Object location annotation data:
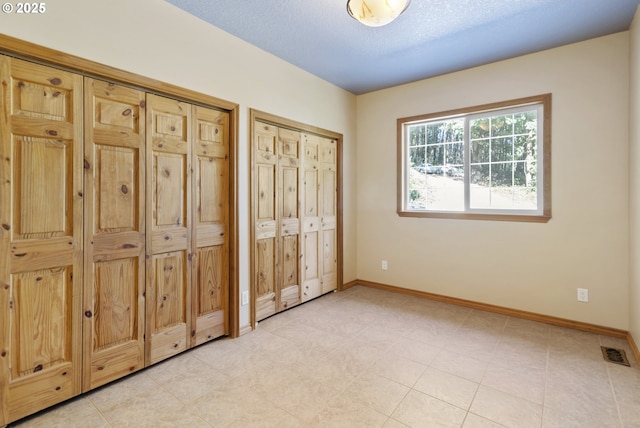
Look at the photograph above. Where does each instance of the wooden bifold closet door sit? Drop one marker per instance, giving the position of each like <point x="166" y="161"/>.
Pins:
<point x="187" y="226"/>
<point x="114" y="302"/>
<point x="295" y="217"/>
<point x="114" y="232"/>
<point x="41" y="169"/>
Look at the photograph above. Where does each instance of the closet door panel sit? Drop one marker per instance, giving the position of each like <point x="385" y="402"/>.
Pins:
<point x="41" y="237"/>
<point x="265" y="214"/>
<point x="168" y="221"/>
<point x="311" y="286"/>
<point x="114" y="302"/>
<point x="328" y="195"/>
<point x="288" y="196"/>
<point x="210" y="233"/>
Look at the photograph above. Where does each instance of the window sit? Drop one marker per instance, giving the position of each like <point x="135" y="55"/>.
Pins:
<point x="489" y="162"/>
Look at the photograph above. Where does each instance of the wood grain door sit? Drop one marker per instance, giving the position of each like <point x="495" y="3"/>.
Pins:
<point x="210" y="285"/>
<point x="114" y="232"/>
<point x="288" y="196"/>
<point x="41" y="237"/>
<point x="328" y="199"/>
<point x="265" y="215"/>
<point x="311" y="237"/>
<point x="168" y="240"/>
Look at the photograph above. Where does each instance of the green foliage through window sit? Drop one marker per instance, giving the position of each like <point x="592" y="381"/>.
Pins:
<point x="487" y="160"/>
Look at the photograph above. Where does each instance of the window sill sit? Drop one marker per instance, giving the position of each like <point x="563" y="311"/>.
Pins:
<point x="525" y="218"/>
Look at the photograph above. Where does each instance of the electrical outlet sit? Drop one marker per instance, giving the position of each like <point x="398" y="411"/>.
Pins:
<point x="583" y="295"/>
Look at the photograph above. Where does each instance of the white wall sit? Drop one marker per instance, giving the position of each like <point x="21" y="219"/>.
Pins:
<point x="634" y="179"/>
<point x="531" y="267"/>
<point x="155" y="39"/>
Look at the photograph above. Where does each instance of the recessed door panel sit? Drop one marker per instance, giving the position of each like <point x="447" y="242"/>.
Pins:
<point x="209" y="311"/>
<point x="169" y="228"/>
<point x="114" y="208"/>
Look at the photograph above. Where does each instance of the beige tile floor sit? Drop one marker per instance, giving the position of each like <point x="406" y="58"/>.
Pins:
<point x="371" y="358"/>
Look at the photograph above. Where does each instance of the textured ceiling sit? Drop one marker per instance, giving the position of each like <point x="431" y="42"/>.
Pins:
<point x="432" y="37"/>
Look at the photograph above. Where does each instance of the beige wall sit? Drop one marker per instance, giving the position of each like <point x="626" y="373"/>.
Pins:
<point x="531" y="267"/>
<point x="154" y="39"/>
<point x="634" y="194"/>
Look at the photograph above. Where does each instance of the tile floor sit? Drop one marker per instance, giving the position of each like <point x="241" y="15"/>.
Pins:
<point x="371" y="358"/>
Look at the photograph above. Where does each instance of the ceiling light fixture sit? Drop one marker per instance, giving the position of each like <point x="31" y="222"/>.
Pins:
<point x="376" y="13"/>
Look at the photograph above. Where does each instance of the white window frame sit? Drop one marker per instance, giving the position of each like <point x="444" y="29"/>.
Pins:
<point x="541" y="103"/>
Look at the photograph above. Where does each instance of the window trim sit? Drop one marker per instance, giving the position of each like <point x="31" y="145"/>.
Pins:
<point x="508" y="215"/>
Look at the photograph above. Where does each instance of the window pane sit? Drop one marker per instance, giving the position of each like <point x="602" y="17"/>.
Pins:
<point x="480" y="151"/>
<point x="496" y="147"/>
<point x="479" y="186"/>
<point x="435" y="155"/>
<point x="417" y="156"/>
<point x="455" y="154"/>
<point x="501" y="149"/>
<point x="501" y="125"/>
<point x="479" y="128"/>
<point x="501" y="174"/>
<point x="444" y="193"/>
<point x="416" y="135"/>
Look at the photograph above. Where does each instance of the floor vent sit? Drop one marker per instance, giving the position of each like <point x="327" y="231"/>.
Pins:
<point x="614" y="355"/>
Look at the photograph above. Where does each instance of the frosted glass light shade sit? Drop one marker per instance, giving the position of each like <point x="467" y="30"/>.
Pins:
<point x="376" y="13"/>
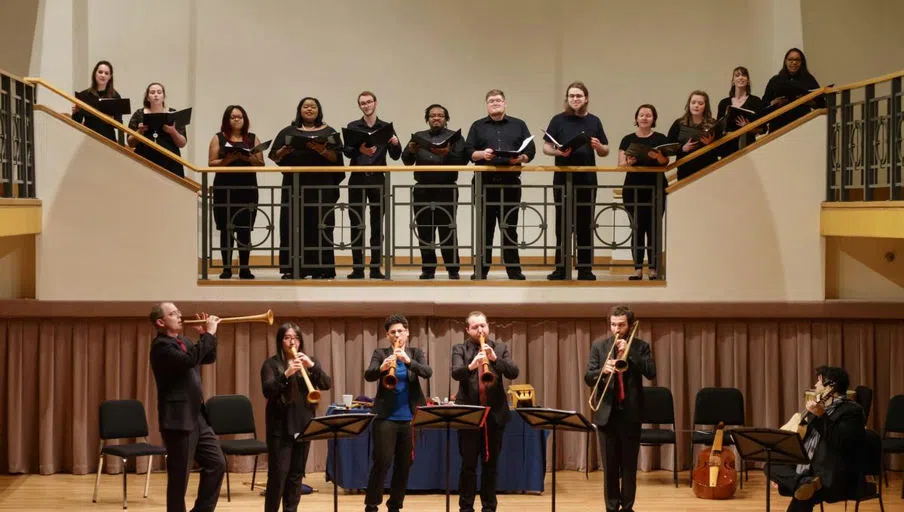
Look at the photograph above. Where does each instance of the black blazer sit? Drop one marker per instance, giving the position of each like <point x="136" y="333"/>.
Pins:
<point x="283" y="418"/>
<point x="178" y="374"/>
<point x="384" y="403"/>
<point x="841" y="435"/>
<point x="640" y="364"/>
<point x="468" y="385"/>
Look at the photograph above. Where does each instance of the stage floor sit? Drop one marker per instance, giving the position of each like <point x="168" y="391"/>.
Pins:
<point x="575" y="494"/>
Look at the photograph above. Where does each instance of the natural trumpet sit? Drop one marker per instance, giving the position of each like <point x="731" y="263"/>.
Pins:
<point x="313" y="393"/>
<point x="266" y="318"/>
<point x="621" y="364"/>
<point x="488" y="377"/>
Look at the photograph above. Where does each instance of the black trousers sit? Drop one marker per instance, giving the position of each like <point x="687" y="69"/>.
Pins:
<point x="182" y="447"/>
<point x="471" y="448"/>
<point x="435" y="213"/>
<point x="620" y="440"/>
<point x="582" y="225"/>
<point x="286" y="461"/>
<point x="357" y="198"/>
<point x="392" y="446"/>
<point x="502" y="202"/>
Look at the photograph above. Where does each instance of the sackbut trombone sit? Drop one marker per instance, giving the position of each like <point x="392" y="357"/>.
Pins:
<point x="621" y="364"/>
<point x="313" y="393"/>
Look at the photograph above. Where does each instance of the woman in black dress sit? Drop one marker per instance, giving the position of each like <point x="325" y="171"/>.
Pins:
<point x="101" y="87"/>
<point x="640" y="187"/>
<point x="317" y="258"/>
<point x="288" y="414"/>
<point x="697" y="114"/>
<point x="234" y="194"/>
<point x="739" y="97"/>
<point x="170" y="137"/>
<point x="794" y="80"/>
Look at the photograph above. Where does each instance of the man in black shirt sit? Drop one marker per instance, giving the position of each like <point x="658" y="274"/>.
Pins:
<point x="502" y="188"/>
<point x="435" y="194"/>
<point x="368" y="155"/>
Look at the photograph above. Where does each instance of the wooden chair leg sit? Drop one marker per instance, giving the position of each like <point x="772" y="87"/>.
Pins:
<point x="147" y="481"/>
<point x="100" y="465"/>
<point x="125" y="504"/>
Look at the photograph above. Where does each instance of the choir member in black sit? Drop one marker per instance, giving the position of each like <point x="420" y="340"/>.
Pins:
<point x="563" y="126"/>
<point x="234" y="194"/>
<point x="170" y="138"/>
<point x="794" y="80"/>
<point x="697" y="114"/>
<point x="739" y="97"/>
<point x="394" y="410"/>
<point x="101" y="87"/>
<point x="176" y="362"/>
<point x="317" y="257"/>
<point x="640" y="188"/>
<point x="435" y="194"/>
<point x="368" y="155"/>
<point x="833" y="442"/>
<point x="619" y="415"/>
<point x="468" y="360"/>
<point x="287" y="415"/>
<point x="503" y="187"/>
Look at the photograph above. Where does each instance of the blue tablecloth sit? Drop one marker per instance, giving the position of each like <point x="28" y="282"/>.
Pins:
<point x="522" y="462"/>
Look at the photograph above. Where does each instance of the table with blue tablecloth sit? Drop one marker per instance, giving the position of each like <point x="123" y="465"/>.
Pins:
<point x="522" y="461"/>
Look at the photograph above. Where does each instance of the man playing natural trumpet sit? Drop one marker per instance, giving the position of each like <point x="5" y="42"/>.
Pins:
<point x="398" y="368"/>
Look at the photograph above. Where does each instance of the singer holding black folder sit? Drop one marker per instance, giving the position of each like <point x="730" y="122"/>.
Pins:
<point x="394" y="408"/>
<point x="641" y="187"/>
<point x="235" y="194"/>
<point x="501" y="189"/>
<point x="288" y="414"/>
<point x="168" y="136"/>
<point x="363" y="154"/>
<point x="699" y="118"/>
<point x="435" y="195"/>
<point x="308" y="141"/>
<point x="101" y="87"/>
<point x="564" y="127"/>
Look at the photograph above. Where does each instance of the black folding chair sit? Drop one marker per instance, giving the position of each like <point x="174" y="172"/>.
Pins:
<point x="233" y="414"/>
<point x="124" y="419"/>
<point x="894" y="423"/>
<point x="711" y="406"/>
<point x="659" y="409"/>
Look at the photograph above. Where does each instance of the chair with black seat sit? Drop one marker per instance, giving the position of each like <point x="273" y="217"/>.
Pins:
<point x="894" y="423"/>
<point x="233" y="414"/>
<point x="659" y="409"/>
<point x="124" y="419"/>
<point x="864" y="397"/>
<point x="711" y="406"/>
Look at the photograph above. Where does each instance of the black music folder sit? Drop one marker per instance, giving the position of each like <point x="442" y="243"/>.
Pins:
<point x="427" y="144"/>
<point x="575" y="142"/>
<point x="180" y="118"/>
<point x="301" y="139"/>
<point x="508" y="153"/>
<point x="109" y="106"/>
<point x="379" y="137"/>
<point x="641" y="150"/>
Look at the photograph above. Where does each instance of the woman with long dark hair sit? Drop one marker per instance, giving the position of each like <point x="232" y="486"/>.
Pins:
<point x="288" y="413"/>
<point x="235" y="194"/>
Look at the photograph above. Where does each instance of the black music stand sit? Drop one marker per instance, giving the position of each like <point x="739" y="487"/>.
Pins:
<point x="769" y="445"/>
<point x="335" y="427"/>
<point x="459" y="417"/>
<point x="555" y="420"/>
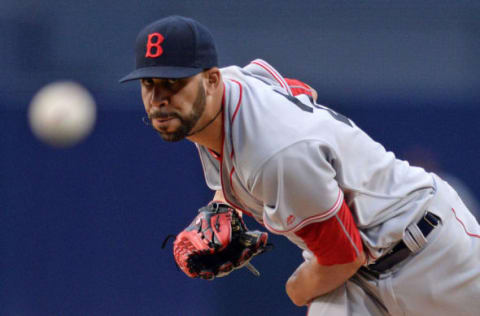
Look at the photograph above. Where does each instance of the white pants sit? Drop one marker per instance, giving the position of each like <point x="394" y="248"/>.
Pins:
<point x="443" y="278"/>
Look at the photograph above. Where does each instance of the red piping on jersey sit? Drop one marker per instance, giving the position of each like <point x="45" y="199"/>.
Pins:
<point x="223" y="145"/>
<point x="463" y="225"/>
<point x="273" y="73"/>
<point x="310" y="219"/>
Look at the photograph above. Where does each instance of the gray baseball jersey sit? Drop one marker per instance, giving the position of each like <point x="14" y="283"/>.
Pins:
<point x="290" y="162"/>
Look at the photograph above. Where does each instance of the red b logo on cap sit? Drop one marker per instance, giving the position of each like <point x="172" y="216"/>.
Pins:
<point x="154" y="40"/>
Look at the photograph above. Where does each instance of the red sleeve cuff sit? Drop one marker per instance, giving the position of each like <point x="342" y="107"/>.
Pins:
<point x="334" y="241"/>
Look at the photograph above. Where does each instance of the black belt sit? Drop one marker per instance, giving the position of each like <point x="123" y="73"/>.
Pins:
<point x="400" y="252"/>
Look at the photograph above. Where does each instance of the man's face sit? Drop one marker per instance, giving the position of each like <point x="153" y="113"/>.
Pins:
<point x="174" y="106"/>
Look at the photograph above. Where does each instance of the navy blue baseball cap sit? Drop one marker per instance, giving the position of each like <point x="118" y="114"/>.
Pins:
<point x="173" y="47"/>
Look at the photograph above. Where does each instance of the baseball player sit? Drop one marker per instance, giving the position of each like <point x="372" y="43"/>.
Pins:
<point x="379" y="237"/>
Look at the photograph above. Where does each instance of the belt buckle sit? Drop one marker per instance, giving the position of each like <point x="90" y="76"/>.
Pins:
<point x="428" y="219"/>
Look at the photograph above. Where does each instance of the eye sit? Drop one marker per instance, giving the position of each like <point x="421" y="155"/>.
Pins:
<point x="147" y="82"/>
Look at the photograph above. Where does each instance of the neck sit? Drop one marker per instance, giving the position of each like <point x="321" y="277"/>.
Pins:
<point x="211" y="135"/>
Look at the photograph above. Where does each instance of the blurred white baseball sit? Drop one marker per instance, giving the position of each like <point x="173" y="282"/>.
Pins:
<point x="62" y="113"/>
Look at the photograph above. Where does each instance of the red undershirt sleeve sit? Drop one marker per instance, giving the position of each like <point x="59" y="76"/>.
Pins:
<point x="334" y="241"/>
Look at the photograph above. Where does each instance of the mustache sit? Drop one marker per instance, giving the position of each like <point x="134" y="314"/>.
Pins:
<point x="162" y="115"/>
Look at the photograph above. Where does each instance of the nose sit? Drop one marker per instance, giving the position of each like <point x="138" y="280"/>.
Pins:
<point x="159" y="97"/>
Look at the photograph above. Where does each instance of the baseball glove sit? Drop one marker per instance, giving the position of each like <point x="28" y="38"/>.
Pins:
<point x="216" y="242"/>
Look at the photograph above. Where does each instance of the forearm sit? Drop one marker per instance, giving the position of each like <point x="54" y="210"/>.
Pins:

**Written exercise**: Give back the lines of the listing from the one with "of the navy" through the end, both included, exactly as written and with nothing added.

**Complete output**:
Look at the photograph above. Where does each instance of the navy blue baseball cap sit? Drop one marker per instance, giving the position of each like <point x="118" y="114"/>.
Pins:
<point x="173" y="47"/>
Look at the photograph above. Where does each instance of the baseball player sit? Drop one marker per instance, giving the position of each like <point x="372" y="43"/>.
Pins:
<point x="379" y="237"/>
Look at the photograph above. Where does each instance of the belt buckle sit? Drop one marker per instance, giving the position of each like <point x="90" y="76"/>.
Pins:
<point x="428" y="219"/>
Look at the photograph above. Where does each instance of the eye sit? Drop one marker per instance, giving the position of each like <point x="421" y="155"/>.
Pins:
<point x="147" y="82"/>
Look at the photograph above. Where does each instance of the neck sit? Drop one marker per instance, giving the position of each like <point x="321" y="277"/>.
Pins:
<point x="211" y="135"/>
Look at the photograph above. Where does each instance of the blurred white baseball sit? Drop one marker per instance, giving the position of each like <point x="173" y="282"/>.
Pins:
<point x="62" y="113"/>
Look at the photograph above. Where does each instance of the red undershirt sleeve sit? Drop one marker per instance, giving the position of each like <point x="59" y="76"/>.
Pins:
<point x="334" y="241"/>
Look at the photograph above. Where does each instance of the mustache sit? Drop one marker per instance, giving the position of each like <point x="134" y="314"/>.
Pins:
<point x="162" y="115"/>
Look at the photograph above. Where does each instance of the nose sit? Drop one marker per instance, giving the position of each like <point x="138" y="280"/>.
Pins:
<point x="159" y="97"/>
Look at the photograph above. Where does each instance of the baseball glove sit? Drop one marker per instance, giving the position of each like <point x="28" y="38"/>.
Pins:
<point x="216" y="242"/>
Look at the photograph above. Where does each instance of the forearm sit? Drop one marker per instance, giving the position of each like <point x="54" y="210"/>.
Pins:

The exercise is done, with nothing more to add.